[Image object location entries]
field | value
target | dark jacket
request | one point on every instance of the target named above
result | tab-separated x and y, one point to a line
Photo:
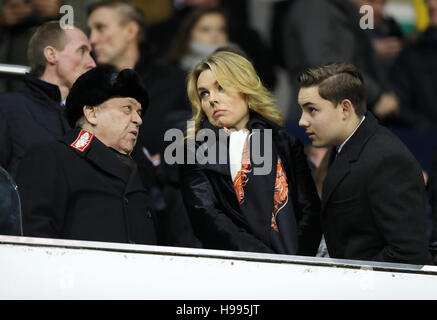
10	207
29	118
414	78
373	201
217	219
88	195
317	32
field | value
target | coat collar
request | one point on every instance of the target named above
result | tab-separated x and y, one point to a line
350	153
105	159
256	121
42	89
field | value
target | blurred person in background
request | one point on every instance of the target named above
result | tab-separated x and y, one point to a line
85	186
232	207
321	31
414	77
57	58
18	20
119	38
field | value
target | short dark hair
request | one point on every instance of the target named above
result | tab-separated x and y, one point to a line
127	13
336	82
48	34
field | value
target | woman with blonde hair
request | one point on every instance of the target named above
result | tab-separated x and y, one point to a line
235	200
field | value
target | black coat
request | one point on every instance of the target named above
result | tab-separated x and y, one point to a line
29	118
210	199
88	195
373	201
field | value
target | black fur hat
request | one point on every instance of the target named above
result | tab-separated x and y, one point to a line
100	84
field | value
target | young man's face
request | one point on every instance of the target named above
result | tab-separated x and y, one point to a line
108	35
322	120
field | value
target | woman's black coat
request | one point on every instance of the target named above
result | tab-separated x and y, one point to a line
214	210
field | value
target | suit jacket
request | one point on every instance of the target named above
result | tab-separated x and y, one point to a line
217	218
373	201
89	195
29	118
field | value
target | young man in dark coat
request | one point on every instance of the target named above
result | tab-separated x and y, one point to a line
86	186
373	198
57	57
414	78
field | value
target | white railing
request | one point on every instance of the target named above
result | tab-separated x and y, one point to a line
33	268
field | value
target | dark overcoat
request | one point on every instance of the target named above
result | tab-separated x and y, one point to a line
83	195
217	218
373	200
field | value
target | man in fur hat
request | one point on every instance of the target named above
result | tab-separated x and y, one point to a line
86	186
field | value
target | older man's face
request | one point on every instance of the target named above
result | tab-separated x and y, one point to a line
117	123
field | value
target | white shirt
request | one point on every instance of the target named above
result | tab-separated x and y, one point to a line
344	142
236	146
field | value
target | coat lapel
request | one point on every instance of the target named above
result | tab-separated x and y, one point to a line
341	165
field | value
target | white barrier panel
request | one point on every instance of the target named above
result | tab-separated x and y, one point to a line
32	268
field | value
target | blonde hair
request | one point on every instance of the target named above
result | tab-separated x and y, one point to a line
232	71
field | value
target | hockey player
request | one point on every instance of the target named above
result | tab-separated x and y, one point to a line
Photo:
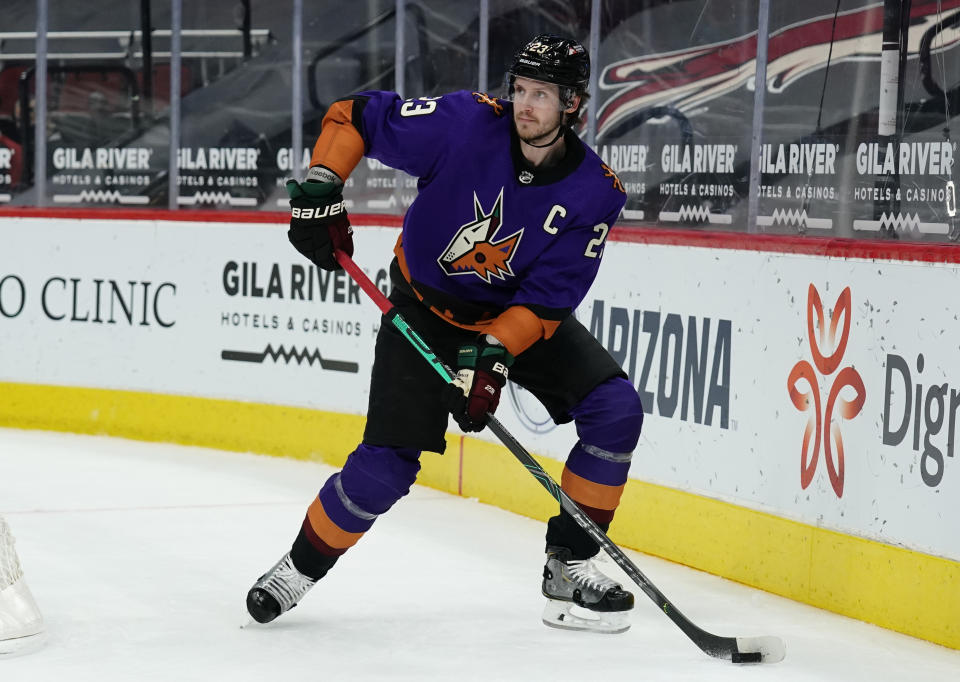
501	244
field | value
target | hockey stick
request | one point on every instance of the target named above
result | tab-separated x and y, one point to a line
736	649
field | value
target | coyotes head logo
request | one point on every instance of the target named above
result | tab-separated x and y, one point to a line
473	250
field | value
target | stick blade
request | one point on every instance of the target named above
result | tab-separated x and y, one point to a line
769	650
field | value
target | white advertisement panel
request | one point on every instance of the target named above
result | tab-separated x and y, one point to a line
206	309
819	389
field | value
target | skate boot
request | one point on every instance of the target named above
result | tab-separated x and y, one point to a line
277	591
569	583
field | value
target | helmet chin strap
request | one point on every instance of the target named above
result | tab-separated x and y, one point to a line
555	138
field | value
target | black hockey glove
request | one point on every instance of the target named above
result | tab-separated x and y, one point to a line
318	222
475	391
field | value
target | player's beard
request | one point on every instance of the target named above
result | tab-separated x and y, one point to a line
538	132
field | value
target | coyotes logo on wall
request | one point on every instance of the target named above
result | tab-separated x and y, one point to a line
473	249
821	426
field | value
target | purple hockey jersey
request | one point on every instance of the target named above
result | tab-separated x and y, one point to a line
487	230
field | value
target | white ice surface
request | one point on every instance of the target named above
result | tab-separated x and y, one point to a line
140	556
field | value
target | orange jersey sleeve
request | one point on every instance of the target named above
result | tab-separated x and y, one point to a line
340	145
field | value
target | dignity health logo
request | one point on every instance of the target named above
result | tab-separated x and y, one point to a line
822	340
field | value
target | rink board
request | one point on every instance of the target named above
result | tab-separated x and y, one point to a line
216	334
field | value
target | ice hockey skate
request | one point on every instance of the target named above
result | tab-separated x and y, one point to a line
21	627
277	591
604	606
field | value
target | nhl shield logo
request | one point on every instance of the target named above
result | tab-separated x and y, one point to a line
473	249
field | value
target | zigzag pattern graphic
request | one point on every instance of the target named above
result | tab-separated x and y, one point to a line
203	197
300	356
695	213
100	196
700	213
795	218
789	216
901	222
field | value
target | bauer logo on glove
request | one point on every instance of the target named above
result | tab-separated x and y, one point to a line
319	225
474	393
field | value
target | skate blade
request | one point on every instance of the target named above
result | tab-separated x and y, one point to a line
559	614
21	645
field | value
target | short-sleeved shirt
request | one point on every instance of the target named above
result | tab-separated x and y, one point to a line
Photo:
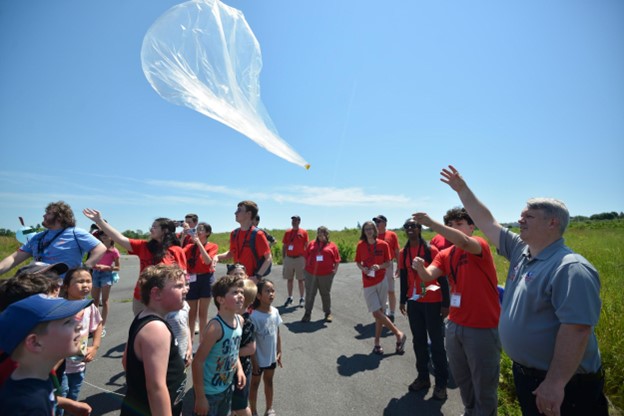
321	258
295	242
473	278
194	260
68	245
370	254
241	250
555	287
174	255
414	282
391	238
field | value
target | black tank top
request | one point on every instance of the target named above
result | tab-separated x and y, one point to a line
135	402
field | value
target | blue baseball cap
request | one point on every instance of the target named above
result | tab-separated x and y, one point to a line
20	318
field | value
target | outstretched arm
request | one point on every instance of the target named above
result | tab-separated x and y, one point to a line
95	216
479	213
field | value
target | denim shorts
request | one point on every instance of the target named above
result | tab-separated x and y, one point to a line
102	278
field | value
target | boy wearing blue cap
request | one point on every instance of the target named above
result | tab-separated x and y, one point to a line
37	332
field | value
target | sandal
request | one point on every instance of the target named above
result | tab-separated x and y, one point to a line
401	345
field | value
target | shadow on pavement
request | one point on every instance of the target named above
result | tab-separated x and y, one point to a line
299	327
413	403
348	366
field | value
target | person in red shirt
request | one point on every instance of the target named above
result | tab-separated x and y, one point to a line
391	238
423	303
472	341
295	243
372	257
162	248
240	243
200	268
322	260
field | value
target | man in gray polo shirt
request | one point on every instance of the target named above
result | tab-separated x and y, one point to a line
550	307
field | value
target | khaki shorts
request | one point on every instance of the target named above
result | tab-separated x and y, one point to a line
293	266
376	296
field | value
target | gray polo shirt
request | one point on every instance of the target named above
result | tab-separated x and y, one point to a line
555	287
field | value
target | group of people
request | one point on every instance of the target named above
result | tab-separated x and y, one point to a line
545	322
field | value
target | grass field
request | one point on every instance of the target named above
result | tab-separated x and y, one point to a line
601	242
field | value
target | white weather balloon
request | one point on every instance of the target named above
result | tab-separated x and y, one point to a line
203	55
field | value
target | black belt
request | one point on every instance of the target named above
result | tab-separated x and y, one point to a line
577	378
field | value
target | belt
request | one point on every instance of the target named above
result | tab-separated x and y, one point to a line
577	378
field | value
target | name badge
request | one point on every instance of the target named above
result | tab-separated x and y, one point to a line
455	300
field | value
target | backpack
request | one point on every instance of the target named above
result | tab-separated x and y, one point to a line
252	246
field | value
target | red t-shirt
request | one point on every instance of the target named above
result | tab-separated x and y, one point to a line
440	242
370	254
192	251
321	258
295	241
241	251
473	277
391	238
413	279
174	255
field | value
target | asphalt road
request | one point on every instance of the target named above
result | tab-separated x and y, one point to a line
328	367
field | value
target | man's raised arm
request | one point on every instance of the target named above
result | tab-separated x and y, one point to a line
479	213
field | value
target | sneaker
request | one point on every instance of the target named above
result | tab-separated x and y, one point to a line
419	384
439	393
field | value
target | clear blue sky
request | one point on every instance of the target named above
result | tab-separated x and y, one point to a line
525	98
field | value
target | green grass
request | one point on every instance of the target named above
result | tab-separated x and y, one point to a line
601	242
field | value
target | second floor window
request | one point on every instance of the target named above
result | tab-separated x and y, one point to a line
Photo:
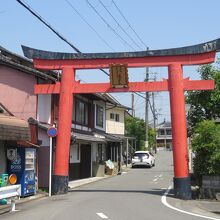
81	112
112	116
117	118
99	116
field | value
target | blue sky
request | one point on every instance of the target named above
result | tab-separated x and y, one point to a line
160	24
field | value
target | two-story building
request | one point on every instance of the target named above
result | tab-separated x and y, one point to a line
18	105
164	135
115	125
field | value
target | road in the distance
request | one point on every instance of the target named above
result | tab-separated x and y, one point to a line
132	196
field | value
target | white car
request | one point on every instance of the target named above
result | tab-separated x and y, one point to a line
143	158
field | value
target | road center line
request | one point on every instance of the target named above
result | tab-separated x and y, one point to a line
164	201
100	214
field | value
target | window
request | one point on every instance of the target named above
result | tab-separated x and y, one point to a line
99	116
112	116
117	117
100	153
81	112
169	132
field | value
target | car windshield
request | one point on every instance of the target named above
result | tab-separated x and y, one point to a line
140	155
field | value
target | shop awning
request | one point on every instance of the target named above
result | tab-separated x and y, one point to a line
13	129
108	137
86	137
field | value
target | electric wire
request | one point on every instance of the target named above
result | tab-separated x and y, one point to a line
83	18
108	25
119	25
48	25
52	29
120	12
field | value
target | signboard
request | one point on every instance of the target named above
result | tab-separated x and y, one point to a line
52	132
118	75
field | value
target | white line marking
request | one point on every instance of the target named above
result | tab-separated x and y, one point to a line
100	214
164	201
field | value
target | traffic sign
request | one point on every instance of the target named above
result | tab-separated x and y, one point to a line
52	132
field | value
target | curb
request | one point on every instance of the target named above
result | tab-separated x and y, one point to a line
6	208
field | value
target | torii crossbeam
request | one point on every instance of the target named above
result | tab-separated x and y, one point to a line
174	59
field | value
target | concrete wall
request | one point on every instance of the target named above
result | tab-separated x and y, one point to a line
112	126
2	158
17	92
100	103
44	108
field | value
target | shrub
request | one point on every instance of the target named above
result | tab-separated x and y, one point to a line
206	145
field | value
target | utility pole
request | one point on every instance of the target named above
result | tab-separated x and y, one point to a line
154	117
132	104
165	133
146	108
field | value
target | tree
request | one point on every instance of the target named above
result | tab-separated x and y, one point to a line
135	127
206	145
204	105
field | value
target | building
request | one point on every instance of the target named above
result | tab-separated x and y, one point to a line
164	135
115	125
18	106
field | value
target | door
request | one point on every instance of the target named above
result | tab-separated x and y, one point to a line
85	169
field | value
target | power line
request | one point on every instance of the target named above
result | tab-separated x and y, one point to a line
48	25
120	12
108	25
119	25
52	29
83	18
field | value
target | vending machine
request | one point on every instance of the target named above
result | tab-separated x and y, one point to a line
23	165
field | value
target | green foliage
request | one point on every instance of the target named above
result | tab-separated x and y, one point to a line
204	104
135	127
206	145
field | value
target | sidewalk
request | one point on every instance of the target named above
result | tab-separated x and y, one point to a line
6	208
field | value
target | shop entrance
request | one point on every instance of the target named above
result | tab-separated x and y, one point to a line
85	165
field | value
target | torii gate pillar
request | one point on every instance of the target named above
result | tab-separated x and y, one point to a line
182	186
61	168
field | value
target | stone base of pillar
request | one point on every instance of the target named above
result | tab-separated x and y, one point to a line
182	188
59	185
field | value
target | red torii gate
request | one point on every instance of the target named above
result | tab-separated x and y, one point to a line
174	59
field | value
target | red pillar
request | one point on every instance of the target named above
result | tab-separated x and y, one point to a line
60	177
182	186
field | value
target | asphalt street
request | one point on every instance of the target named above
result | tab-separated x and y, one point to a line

### SHORT PROBLEM
Pick out every line in the entries above that contains the word "glove", and copy each one.

### TASK RESULT
target | black hockey glove
target | bauer logo on glove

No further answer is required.